» **Exercise**
Locate the line that contains "If you could outline every instance of the white". Print it and each following line through the end of the listing, verbatim, and nothing more.

─── Information provided ───

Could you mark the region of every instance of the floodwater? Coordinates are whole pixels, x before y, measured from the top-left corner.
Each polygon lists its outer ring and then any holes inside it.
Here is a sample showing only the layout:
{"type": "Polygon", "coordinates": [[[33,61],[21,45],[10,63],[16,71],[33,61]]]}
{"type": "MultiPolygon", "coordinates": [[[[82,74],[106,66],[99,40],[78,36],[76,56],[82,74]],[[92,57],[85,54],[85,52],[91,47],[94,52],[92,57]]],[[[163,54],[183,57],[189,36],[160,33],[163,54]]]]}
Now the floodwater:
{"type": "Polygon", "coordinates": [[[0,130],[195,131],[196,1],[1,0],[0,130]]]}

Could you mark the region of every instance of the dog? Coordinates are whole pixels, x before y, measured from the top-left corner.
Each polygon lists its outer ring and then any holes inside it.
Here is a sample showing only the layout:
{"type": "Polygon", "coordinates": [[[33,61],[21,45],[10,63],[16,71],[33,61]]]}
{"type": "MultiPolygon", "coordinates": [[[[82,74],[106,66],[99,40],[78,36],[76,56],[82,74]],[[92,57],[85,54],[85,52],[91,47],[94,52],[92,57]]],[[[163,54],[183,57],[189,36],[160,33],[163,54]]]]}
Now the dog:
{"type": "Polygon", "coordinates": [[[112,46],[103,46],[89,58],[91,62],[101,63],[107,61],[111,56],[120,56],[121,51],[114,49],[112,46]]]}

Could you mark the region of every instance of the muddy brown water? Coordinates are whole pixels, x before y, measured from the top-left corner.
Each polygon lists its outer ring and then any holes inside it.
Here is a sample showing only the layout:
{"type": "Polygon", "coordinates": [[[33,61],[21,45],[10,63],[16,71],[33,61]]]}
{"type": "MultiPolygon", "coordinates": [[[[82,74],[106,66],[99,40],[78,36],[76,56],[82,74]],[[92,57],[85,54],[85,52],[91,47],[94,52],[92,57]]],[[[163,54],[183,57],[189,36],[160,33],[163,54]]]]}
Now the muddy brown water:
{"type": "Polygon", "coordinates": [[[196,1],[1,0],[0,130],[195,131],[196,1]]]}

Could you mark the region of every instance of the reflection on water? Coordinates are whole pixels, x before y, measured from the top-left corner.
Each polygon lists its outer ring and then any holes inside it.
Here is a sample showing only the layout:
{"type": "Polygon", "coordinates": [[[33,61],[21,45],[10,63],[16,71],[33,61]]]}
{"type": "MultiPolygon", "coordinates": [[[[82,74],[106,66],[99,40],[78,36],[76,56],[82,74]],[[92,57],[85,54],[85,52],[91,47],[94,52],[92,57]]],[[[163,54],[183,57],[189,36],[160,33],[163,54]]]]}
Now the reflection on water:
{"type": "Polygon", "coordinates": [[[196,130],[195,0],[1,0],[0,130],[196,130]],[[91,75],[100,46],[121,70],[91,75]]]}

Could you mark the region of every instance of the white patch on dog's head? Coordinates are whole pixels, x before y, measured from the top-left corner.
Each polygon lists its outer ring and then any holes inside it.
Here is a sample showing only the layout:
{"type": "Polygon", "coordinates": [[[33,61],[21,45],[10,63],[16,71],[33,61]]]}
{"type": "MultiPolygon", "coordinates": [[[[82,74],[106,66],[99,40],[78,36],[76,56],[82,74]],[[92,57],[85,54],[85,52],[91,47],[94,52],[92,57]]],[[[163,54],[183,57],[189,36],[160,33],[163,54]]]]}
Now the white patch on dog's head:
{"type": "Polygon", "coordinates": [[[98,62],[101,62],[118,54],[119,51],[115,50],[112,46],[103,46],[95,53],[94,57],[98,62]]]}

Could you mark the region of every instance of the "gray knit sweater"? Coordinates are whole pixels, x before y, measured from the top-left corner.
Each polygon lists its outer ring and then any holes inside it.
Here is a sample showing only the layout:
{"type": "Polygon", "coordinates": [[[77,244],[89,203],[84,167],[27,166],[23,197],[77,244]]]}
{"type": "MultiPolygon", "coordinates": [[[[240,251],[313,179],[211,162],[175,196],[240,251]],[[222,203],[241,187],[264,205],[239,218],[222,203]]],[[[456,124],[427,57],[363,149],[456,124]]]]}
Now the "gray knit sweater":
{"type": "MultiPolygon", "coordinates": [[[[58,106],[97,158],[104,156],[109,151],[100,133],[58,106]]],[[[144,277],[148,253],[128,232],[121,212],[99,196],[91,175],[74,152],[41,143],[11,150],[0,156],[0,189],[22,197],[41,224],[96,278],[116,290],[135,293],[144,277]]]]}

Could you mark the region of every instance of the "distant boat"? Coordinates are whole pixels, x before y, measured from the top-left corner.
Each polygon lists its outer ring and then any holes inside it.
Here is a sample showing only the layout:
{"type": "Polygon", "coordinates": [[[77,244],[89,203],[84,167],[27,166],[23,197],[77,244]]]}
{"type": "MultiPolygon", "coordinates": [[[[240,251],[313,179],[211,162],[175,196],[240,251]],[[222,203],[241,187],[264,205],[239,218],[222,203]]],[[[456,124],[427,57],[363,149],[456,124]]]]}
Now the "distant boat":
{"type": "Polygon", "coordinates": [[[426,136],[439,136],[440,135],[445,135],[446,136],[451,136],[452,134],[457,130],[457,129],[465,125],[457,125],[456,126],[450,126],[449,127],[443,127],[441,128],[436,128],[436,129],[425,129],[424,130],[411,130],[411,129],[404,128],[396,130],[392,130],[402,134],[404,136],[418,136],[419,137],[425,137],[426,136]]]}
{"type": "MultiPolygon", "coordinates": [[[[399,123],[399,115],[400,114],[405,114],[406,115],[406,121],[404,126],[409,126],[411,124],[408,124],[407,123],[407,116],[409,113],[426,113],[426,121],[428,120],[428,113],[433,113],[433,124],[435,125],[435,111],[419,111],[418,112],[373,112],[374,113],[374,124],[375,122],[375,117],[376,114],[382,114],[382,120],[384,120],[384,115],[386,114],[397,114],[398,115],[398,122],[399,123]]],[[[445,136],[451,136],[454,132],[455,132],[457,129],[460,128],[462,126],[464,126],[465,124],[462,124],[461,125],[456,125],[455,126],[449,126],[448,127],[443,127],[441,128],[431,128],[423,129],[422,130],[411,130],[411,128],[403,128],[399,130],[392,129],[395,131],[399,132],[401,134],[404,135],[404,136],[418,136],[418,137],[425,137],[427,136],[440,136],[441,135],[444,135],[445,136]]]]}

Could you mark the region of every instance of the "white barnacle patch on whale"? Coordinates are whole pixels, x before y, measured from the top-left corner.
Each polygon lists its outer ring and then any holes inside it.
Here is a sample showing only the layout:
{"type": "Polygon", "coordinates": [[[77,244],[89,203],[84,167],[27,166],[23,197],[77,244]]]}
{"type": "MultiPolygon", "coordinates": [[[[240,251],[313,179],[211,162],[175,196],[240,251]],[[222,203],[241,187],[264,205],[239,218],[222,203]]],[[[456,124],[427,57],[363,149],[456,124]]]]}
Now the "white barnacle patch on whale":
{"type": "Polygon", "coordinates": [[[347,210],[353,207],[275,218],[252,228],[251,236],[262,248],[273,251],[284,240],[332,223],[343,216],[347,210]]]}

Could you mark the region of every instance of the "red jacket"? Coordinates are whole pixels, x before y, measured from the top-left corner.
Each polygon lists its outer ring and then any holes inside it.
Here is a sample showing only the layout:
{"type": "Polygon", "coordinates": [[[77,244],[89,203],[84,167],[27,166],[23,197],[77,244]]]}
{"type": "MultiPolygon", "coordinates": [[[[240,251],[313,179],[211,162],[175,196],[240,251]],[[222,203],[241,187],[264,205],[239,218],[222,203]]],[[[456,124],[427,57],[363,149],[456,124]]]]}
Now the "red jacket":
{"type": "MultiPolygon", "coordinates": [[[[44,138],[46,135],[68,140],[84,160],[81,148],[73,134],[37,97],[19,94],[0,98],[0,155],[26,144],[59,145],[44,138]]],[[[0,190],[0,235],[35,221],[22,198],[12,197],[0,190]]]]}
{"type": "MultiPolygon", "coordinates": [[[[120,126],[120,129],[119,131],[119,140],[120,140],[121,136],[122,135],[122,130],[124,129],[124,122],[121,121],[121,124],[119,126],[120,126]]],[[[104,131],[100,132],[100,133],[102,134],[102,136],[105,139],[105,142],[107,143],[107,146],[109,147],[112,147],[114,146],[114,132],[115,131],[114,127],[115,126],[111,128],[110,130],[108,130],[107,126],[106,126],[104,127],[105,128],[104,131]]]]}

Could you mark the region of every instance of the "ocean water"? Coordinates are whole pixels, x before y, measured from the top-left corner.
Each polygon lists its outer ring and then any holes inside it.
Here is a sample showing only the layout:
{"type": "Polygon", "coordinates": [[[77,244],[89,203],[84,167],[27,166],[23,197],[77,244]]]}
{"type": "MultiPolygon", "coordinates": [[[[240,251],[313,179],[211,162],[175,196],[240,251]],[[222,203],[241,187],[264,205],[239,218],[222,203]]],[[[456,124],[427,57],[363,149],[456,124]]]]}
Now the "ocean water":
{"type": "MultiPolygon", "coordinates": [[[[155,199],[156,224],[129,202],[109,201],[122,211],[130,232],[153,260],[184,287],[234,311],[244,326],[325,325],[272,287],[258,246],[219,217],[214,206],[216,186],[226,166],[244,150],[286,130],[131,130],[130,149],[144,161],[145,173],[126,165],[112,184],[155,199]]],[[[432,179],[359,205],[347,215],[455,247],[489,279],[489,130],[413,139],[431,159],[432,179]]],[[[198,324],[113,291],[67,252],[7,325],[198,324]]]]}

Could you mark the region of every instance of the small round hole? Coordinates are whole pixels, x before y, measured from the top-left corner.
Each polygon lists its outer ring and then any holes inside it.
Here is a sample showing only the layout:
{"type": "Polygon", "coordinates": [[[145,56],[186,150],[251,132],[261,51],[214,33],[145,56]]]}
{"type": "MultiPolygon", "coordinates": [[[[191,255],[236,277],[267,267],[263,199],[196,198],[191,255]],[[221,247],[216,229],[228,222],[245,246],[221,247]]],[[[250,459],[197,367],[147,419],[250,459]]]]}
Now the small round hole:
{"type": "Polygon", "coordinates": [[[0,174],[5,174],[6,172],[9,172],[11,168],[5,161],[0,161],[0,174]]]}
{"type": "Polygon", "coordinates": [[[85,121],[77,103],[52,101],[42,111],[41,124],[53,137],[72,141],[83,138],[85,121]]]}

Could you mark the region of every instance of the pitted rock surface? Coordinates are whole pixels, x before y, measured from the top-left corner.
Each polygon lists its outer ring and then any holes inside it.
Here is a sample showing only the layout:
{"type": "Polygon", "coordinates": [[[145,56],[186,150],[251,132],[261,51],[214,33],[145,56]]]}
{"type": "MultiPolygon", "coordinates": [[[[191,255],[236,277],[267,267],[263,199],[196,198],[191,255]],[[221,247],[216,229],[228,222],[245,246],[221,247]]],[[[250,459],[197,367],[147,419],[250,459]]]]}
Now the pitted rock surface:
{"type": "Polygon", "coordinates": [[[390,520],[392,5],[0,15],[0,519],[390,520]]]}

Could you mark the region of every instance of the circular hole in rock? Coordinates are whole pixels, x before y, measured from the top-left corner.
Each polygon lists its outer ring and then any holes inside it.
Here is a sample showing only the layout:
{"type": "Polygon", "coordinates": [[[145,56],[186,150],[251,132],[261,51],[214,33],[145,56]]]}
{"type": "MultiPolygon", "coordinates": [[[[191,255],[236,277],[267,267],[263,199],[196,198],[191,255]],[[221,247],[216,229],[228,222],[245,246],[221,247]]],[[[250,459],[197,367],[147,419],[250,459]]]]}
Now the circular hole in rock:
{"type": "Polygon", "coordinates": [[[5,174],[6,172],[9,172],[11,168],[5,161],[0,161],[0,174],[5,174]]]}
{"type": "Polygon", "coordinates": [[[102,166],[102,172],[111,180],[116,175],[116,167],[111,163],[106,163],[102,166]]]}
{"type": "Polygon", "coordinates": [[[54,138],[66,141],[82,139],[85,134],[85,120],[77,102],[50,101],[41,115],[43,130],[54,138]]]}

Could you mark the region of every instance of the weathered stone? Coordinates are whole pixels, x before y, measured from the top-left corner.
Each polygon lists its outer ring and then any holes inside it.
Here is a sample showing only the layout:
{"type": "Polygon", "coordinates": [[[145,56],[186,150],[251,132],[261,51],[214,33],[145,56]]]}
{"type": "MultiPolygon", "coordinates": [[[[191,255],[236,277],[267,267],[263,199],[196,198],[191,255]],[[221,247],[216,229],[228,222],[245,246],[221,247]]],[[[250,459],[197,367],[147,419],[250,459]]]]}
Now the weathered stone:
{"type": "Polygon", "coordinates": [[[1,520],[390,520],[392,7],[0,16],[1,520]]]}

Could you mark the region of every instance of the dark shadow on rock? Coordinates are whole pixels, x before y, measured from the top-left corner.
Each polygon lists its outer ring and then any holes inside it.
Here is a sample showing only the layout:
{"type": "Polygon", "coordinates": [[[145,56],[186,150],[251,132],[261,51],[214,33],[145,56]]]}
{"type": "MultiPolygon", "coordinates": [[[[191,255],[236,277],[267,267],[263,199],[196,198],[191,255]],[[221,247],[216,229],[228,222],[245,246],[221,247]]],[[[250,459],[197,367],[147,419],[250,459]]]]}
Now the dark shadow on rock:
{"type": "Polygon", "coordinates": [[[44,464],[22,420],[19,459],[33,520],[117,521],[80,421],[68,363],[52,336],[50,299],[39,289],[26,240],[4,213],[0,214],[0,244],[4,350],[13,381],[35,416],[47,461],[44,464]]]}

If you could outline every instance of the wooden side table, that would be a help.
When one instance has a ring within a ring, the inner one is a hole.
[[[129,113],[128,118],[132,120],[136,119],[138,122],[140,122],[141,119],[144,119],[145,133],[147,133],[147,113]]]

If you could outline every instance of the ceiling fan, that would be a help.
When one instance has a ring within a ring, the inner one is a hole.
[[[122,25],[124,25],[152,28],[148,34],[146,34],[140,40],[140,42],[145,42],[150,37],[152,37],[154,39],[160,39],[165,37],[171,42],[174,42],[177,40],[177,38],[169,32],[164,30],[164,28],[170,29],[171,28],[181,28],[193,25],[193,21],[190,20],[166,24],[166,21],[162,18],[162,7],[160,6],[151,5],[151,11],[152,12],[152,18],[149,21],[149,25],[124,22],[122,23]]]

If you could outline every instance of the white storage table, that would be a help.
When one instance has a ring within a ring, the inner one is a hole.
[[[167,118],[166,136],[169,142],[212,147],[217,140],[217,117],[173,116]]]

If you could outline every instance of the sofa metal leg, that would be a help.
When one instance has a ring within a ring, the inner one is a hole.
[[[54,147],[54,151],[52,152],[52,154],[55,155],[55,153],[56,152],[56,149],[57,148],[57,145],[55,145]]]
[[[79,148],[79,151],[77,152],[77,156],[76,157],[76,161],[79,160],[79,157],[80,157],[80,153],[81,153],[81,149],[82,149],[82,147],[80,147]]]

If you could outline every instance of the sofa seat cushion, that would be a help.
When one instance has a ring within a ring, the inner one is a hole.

───

» **Response**
If you could outline every instance of the white storage table, that would be a help.
When one instance has a ring within a ring, the inner one is a hole.
[[[167,118],[166,136],[169,142],[212,147],[217,140],[217,117],[173,116]]]

If you could outline every instance of the sofa metal leg, that would be a help.
When one instance has a ring within a ring, the inner one is a hole.
[[[54,147],[54,151],[52,152],[52,154],[55,155],[55,153],[56,152],[56,149],[57,148],[57,145],[55,145]]]
[[[79,148],[79,151],[77,152],[77,156],[76,157],[76,161],[79,160],[79,157],[80,157],[80,153],[81,153],[81,149],[82,149],[82,147],[80,147]]]

If you could outline every instance of the sofa seat cushion, that would be a help.
When one instance has a ring within a ring, the inner one is a hole.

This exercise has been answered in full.